Saved data entries:
▬▬▬▬▬▬
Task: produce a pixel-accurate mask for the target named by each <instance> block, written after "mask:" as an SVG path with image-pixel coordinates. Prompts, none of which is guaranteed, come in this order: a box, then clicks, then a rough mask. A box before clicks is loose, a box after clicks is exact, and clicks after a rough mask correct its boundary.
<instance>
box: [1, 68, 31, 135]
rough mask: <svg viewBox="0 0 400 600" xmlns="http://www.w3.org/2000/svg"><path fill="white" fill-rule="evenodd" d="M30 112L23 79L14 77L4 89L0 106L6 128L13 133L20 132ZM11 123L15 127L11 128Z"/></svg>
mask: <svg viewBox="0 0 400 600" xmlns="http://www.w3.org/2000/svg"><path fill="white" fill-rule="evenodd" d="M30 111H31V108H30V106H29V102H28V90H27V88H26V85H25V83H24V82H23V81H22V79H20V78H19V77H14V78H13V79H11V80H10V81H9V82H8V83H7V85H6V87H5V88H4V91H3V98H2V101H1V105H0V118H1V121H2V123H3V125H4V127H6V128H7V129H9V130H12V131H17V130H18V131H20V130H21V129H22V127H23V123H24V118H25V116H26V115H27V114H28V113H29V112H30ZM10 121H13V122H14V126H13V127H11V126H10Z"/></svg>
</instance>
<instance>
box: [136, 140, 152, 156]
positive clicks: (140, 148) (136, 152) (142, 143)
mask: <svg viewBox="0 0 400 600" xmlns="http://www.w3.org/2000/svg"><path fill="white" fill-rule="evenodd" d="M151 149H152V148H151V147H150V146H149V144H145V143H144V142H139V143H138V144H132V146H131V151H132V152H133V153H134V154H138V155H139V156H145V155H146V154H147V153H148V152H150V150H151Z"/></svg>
▬▬▬▬▬▬
Try it: Scan the entries above and report the number of lines that contain the word "instance", with no added text.

Solution: 4